**Aim of the exercise**
Reproduce the records starting at the line that contains "Point out every instance of the table" and ending at the line that contains "x=556, y=23", requests included, but scale every x and y coordinate in the answers by 0.6, rounding to whole numbers with halves rounded up. Leave the numbers in the requests and their format samples unchanged.

**Material for this task**

--------------------

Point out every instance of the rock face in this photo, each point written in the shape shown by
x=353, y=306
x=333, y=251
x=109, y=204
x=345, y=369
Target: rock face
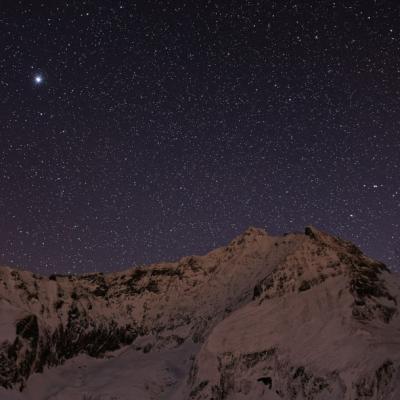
x=303, y=316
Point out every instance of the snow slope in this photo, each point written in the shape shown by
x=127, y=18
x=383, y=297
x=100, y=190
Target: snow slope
x=302, y=316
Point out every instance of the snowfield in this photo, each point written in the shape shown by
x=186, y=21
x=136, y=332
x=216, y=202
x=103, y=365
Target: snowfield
x=300, y=316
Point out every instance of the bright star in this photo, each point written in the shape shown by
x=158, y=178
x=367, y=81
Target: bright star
x=38, y=79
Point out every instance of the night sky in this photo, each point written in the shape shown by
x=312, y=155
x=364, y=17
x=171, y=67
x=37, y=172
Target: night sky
x=135, y=132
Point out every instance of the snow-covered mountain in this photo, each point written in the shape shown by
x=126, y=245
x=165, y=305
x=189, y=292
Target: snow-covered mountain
x=301, y=316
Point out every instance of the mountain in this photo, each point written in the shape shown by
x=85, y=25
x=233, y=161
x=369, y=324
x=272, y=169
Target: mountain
x=299, y=316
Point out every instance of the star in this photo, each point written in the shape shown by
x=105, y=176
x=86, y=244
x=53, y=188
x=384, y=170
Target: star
x=38, y=79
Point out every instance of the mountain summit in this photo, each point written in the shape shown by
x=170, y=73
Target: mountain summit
x=299, y=316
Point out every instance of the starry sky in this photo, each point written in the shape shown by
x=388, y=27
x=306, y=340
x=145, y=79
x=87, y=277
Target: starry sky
x=135, y=132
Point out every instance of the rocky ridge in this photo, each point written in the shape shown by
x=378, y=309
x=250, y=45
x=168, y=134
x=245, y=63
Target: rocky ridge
x=299, y=316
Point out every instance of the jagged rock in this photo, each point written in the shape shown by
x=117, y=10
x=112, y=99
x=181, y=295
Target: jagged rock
x=302, y=316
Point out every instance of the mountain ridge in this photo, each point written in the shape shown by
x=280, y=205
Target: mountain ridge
x=217, y=304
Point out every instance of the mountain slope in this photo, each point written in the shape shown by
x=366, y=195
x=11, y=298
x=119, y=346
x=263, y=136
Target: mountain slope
x=299, y=316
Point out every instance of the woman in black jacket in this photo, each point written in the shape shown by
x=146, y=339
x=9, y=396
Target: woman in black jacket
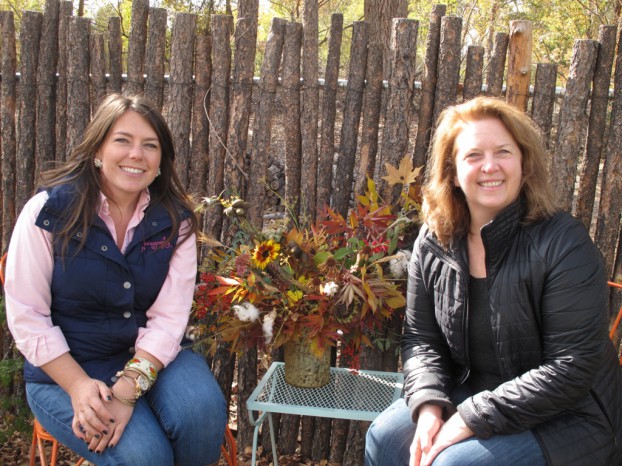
x=505, y=348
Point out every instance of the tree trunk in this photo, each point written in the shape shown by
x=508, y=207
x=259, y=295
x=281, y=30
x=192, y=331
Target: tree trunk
x=379, y=14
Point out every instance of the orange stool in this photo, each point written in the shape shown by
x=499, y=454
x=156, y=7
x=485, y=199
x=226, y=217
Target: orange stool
x=39, y=435
x=228, y=450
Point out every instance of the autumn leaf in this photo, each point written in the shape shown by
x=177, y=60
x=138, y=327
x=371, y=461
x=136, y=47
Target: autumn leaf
x=404, y=174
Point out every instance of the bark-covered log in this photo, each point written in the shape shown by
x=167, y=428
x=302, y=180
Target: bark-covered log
x=78, y=101
x=262, y=130
x=496, y=66
x=399, y=98
x=519, y=64
x=66, y=9
x=98, y=70
x=180, y=91
x=290, y=90
x=329, y=111
x=115, y=57
x=608, y=223
x=448, y=64
x=473, y=76
x=136, y=47
x=351, y=117
x=310, y=103
x=8, y=87
x=573, y=121
x=543, y=102
x=46, y=87
x=218, y=117
x=199, y=159
x=30, y=33
x=241, y=96
x=425, y=122
x=155, y=56
x=598, y=122
x=371, y=118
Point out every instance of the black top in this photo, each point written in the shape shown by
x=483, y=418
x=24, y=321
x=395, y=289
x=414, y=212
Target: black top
x=485, y=373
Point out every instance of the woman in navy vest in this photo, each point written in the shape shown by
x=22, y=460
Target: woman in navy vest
x=99, y=283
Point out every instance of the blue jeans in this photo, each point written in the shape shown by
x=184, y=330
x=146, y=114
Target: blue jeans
x=181, y=420
x=390, y=436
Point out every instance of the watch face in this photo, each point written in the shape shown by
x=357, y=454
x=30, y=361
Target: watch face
x=142, y=382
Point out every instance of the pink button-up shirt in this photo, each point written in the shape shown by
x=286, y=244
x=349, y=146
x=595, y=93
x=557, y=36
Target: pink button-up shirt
x=29, y=268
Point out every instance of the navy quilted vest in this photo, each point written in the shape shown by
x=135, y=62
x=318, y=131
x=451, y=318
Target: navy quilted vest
x=99, y=295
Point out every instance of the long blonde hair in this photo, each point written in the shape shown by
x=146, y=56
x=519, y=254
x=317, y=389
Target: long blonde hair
x=80, y=172
x=444, y=206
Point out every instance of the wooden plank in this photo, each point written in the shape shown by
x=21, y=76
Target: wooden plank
x=372, y=106
x=573, y=121
x=290, y=91
x=599, y=103
x=115, y=55
x=310, y=110
x=8, y=91
x=66, y=9
x=473, y=75
x=241, y=96
x=496, y=65
x=543, y=102
x=180, y=90
x=46, y=88
x=155, y=56
x=136, y=47
x=608, y=224
x=329, y=112
x=29, y=38
x=353, y=104
x=428, y=87
x=519, y=63
x=200, y=128
x=448, y=64
x=399, y=97
x=78, y=102
x=218, y=118
x=98, y=70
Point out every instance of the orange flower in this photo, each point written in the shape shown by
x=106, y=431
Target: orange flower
x=265, y=252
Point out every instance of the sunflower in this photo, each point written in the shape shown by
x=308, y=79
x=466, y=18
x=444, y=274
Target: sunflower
x=265, y=252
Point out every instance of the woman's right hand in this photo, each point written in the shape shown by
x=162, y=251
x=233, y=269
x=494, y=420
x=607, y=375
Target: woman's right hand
x=429, y=423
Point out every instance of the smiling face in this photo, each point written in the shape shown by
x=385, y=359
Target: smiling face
x=130, y=156
x=488, y=168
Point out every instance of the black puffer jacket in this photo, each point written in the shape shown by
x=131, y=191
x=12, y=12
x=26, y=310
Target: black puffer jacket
x=548, y=299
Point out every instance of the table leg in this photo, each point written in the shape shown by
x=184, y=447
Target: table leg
x=275, y=453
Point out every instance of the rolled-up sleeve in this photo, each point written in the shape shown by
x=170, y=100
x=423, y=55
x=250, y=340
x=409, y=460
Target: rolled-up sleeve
x=168, y=317
x=29, y=269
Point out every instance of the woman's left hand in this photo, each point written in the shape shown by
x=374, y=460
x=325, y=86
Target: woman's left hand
x=453, y=431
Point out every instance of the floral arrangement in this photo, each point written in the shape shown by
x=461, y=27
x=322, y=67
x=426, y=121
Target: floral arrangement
x=336, y=281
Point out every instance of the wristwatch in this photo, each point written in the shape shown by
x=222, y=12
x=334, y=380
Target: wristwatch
x=141, y=383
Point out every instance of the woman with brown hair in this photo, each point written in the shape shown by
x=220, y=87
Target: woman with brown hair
x=505, y=348
x=100, y=276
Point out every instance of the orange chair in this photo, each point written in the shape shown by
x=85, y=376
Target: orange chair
x=616, y=323
x=39, y=434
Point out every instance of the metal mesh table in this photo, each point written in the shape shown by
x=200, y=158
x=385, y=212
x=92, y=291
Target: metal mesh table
x=350, y=394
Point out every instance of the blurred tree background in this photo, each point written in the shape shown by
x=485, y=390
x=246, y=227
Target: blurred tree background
x=556, y=23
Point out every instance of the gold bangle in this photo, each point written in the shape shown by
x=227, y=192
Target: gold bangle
x=126, y=401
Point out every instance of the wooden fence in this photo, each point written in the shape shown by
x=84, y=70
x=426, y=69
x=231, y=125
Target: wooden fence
x=227, y=126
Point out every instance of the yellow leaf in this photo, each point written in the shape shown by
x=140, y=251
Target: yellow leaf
x=404, y=174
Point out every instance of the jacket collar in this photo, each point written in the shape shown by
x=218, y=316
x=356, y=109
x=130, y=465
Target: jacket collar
x=499, y=233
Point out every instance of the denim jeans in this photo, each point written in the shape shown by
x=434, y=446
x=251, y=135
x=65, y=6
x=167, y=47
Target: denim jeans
x=181, y=420
x=391, y=434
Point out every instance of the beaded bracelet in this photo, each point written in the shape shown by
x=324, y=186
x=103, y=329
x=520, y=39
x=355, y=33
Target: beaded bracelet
x=143, y=366
x=125, y=401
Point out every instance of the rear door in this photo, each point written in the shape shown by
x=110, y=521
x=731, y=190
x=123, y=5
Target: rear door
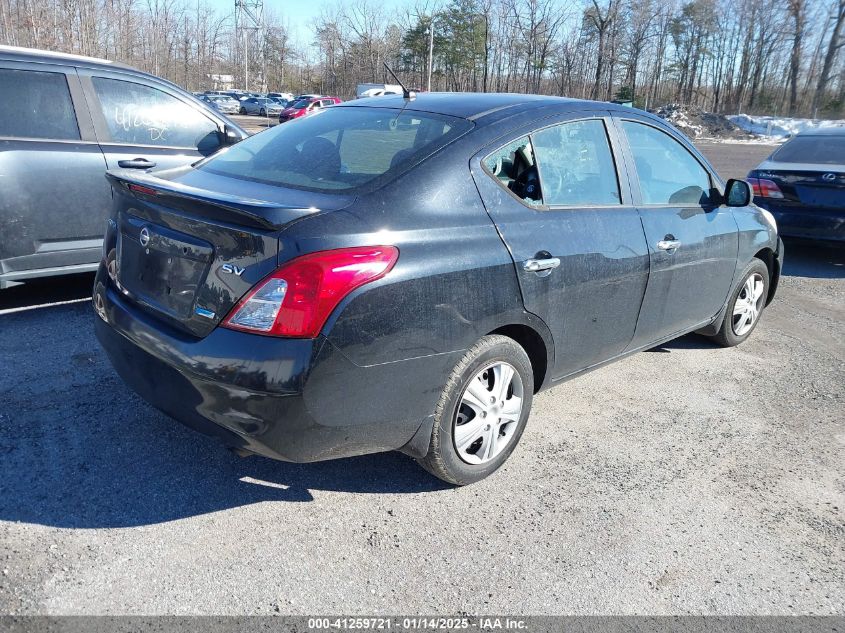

--------------------

**Solution**
Point out every instance of the table leg in this photo, each point written in the shape shown by
x=184, y=447
Target: table leg
x=165, y=272
Point out every instance of the rolled-up sleeve in this photo, each point written in the shape shown by
x=170, y=100
x=423, y=55
x=250, y=340
x=409, y=460
Target: rolled-up sleeve
x=101, y=190
x=17, y=161
Point out every instance of the woman's left hand in this photo, each point written in the shape shown by
x=374, y=460
x=325, y=86
Target: woman's left hand
x=272, y=259
Point out every instance of the floral arrangement in this photo, each point written in the shape shown by
x=461, y=27
x=322, y=67
x=426, y=121
Target: floral arrangement
x=202, y=169
Point out every instance of the wristwatch in this photo, each point written in the shape shown by
x=222, y=12
x=334, y=380
Target: wristwatch
x=85, y=230
Point out every instance of the woman with brown hair in this photo, each point written in the shape shown by
x=220, y=87
Target: woman with brown hair
x=303, y=209
x=60, y=166
Point out every instance of the orange chair in this photo, each point written in the shape shown by
x=85, y=376
Target: orange chair
x=370, y=194
x=23, y=260
Point out every instance of the metal mesh table in this photo, each point written in the shape shown by
x=200, y=158
x=385, y=212
x=92, y=291
Target: metal mesh table
x=210, y=236
Point out every instance of the blurred tree background in this photo, each point written in the shape shown by
x=485, y=390
x=246, y=227
Target: blurred tree background
x=334, y=14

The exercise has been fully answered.